┌─ Document text
So many exciting shenanigans, I can barely keep up.  (Everyone please remember, I have a very loose definition of “exciting”.)  I went for a cottage weekend with various of The Girls last week, to celebrate our freedom from MLIS-dom.  I ate such a ridiculous amount of food, I am not joking.  If I ever want to become truly skinny, I have to stop being friend with people who are such good cooks, I swear to Christ.  But that would entail losing both wonderful friends and fabulous food, and I’m pretty sure I look awesome anyway, so I’ll just keep everything.

The cottage was lovely, even though I had to leave a day early for work, like a big big loser.  But I had some forest shenanigans.  I did nature yoga!  I did my tree pose on a rock by a still lake, then I found a rock in the middle of a running stream, so I did tree again on it!  It was harder in the running stream, because of the movement.  This is science with yoga I am doing, not fucking around in the woods on one leg.
└─
┌─ Provided records
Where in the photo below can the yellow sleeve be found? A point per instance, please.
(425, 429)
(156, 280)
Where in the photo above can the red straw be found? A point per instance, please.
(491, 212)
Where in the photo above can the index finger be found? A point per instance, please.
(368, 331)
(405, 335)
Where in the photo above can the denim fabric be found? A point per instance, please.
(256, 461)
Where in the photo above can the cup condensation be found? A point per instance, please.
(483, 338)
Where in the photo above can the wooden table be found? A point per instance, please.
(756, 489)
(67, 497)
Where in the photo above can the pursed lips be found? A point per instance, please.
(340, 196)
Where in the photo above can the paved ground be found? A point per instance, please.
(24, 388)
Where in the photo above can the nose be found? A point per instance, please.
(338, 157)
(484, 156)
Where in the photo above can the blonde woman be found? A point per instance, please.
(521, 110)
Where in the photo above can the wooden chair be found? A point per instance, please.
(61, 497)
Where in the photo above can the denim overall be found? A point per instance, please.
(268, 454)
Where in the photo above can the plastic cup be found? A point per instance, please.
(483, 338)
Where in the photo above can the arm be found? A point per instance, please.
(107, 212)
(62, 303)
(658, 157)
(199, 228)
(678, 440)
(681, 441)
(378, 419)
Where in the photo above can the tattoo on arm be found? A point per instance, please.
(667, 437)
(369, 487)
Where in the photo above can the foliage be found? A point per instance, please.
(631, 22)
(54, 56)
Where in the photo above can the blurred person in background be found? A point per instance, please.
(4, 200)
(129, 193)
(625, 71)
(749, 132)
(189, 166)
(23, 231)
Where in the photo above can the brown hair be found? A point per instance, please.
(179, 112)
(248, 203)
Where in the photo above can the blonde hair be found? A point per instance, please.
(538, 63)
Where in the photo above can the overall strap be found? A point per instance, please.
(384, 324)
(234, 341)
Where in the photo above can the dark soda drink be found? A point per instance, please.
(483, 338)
└─
## Stated goal A
Write out the passage of the cottage weekend post from "So many exciting" up to and including "just keep everything.".
## Stated goal B
Write what comes next in the blog post about the cottage weekend, picking up after its last sentence.

## Expected answer A
So many exciting shenanigans, I can barely keep up.  (Everyone please remember, I have a very loose definition of “exciting”.)  I went for a cottage weekend with various of The Girls last week, to celebrate our freedom from MLIS-dom.  I ate such a ridiculous amount of food, I am not joking.  If I ever want to become truly skinny, I have to stop being friend with people who are such good cooks, I swear to Christ.  But that would entail losing both wonderful friends and fabulous food, and I’m pretty sure I look awesome anyway, so I’ll just keep everything.

## Expected answer B
Then I had to part with the most precious thing, my mother’s car.  Yes, strangely, after Mom got back from her Caribbean adventure she seemed to want her car back.  Also, her cat.  Madness.  I tried to make a run for it, me and the cat against the world, but I can only get places via Google Maps, so the cops can find me pretty fast if they just check my search history (“Come, Kitty, to the Amherst liquor store!  Then the New Brunswick border, and freedom!”).  Also, if I got lost (and I would), I would probably call Mom, which makes stealing her car a little unrealistic.

Hanging out in Truro was good times.  I again played board games with six-year-old Tyler, and again lost to him.  This time it was Trouble, so it’s less likely he was cheating, the little sneak.  Next time I go up, he wants to play chess with me.  God, as you may remember from this, I have played chess exactly once and did pretty badly (though eventually won).  And considering how much this kid kicks my ass, he’s probably going to be giving me pity do-overs.  I think I need to start studying my chess moves in time for my Easter chess beat-down from my tiny nephew.  I’ll play against the three-year-old after, to bolster my ego.  (He will eat my king and I will weep.)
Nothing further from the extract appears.